* [RECORDS FOR PROCESSING]:
+-------+

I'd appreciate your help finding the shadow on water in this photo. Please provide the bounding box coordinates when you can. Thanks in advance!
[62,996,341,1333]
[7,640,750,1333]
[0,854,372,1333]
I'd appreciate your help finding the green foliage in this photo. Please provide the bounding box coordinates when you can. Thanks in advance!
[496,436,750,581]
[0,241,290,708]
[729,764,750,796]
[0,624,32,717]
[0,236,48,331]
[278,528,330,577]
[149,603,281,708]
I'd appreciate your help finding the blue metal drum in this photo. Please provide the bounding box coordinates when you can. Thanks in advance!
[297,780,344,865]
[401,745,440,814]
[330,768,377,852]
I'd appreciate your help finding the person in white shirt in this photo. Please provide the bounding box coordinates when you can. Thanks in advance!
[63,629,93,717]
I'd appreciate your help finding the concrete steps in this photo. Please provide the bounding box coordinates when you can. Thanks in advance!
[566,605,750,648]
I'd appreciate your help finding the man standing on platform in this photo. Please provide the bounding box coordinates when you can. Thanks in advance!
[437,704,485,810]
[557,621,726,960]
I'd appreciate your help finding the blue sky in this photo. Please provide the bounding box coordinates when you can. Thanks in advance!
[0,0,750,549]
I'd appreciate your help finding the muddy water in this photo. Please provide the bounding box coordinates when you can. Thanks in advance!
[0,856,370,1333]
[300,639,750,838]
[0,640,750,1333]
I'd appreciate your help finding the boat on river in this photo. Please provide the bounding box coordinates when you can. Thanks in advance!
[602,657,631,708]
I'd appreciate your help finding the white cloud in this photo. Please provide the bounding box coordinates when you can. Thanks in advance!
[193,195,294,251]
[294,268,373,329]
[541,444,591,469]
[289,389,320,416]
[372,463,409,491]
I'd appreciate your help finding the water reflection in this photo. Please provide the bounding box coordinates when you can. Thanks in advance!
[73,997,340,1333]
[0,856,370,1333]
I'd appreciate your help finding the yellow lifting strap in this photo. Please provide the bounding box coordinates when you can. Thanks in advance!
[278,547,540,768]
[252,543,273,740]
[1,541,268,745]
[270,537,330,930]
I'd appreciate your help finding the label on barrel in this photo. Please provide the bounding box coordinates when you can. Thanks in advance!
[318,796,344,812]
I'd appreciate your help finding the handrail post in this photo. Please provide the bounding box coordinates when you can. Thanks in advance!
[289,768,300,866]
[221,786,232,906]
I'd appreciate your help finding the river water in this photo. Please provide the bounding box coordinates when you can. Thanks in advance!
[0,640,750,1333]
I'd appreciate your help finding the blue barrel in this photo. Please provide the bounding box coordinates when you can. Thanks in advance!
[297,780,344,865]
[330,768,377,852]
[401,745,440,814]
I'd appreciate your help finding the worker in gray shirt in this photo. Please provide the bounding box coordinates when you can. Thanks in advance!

+-------+

* [WHAT YOU HAVE TO DO]: Write out again, word for word, the lines above from the very first one through the line that contains "[0,854,372,1333]", including both.

* [ANSWER FOR THIS EXERCISE]:
I'd appreciate your help finding the shadow on water in this photo. Please provide the bounding box coordinates when you can. Thanks in advance!
[62,996,341,1333]
[7,640,750,1333]
[0,854,372,1333]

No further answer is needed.